Start of Block

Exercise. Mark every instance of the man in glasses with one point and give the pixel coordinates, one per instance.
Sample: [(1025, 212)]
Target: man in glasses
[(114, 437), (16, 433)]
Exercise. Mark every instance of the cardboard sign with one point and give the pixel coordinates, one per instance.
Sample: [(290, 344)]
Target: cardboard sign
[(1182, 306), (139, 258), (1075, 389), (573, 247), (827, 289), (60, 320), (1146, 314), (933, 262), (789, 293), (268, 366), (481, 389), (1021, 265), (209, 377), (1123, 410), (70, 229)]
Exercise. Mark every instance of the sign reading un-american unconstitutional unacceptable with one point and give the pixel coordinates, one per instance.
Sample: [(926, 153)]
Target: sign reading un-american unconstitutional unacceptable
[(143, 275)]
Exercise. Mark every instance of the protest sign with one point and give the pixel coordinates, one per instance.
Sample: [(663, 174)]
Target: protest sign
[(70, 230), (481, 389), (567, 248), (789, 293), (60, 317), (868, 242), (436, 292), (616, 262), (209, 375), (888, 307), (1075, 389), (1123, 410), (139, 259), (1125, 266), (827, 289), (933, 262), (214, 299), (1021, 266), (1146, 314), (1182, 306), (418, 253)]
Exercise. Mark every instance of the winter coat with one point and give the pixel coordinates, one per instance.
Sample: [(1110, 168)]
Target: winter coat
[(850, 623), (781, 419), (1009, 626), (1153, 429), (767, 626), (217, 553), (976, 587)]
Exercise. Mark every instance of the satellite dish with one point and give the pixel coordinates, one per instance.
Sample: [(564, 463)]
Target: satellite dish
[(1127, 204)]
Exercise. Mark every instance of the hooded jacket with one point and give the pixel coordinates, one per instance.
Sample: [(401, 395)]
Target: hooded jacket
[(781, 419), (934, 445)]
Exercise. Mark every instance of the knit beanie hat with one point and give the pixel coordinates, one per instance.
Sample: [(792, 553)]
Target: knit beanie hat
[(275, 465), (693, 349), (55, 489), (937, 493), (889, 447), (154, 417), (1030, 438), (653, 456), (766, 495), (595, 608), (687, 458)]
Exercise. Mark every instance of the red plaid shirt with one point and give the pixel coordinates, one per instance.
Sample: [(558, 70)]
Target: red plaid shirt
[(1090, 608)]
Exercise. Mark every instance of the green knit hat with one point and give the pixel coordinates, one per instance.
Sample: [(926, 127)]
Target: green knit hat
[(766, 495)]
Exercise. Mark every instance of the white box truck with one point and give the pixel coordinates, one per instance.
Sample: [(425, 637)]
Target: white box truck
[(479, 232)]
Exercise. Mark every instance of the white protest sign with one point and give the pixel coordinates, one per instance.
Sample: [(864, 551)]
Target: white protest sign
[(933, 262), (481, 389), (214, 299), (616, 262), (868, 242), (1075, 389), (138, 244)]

End of Block
Start of Block

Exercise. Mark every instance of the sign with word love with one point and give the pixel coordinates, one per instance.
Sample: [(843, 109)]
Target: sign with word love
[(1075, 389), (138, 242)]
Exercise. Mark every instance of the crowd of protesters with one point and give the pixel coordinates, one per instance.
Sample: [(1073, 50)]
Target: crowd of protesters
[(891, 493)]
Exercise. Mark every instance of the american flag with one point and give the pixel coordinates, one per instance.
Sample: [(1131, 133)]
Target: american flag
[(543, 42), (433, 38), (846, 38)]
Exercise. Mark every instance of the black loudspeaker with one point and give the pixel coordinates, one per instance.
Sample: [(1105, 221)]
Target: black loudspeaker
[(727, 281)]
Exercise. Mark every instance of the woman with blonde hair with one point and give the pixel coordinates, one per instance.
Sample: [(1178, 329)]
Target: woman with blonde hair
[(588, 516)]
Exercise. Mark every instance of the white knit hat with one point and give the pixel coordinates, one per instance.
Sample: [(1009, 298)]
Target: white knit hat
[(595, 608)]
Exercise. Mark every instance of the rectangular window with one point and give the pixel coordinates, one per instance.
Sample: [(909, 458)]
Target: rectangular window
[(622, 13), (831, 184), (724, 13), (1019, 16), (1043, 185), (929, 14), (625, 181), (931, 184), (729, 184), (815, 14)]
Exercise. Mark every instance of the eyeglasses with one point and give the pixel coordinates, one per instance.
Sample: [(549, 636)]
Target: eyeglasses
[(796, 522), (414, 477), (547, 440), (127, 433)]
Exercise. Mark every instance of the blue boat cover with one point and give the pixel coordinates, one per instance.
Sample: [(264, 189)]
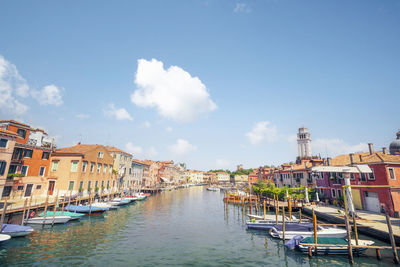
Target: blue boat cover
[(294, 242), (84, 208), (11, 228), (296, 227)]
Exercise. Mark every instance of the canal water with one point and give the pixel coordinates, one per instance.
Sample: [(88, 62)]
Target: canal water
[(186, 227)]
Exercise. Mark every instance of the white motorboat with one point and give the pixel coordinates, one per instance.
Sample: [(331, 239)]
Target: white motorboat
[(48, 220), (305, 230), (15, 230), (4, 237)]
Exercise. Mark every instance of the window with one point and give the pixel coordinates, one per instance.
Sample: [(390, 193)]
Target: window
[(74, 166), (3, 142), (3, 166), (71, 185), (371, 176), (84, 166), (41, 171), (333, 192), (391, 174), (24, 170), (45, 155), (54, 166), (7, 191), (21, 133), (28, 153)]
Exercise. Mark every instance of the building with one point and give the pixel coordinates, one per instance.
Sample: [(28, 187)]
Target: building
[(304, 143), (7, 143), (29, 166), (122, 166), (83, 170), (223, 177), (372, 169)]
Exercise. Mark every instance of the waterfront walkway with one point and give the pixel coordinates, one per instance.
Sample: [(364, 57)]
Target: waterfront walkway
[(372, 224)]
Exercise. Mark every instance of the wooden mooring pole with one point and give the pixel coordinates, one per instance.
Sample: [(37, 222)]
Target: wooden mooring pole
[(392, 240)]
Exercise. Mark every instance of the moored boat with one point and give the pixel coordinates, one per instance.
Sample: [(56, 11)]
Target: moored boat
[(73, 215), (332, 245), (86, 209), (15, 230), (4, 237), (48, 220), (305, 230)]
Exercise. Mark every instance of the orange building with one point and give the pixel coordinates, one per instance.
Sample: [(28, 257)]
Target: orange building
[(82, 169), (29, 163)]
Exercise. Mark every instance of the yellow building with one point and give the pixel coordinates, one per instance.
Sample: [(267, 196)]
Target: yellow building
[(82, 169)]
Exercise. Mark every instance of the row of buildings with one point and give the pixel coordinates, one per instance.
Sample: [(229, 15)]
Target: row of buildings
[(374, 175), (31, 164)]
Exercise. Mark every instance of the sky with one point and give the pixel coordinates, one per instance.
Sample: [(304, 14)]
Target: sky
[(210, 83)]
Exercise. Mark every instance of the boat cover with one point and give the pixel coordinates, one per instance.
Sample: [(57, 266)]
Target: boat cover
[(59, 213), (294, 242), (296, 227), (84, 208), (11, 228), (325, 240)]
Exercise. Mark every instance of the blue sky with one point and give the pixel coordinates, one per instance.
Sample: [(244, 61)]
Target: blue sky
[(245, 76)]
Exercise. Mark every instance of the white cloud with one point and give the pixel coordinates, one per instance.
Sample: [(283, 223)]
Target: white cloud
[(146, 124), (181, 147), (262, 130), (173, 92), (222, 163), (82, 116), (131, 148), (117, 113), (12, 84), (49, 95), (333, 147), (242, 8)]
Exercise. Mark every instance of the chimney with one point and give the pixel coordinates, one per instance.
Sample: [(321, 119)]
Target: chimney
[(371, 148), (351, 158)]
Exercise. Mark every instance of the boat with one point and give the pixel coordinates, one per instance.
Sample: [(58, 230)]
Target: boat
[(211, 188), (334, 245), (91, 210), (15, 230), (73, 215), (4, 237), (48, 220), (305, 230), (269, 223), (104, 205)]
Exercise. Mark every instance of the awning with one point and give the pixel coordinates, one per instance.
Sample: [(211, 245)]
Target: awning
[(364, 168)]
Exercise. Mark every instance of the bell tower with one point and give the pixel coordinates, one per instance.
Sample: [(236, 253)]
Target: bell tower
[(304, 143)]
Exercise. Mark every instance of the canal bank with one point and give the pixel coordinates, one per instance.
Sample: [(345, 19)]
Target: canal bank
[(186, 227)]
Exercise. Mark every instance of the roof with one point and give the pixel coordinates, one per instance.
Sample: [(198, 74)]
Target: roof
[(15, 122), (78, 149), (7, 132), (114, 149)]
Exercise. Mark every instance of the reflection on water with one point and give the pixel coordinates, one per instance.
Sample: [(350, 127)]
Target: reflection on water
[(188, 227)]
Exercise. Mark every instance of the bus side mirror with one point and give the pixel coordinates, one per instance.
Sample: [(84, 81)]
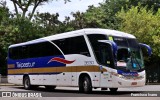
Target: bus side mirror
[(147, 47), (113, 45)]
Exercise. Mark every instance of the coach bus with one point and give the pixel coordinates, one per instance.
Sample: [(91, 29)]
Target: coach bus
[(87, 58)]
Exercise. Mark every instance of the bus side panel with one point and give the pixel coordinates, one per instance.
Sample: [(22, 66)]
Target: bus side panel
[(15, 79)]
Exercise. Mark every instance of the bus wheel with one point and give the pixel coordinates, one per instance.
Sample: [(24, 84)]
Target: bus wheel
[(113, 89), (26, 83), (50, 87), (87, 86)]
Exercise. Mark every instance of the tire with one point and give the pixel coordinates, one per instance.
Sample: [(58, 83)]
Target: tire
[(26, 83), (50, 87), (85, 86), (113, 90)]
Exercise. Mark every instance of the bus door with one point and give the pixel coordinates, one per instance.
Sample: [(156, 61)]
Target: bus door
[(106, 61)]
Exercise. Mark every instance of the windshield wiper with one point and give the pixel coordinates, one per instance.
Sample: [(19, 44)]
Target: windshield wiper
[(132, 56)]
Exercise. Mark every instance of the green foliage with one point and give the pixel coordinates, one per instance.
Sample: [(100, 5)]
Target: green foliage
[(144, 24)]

End of Block

From the material above, retype precisely the lines between the line holding "Exercise. Mark every instance of the man" and the line holding "Sample: [(290, 344)]", inclusive, and nothing beyond them.

Exercise. Mark every instance of the man in glasses with one point and give the pixel coordinates, one per instance.
Sample: [(1025, 212)]
Target: man in glasses
[(114, 437), (16, 433)]
Exercise. Mark every instance of the cardboard sign with one point and give the pixel coordinates, one per instance.
Sample: [(290, 344)]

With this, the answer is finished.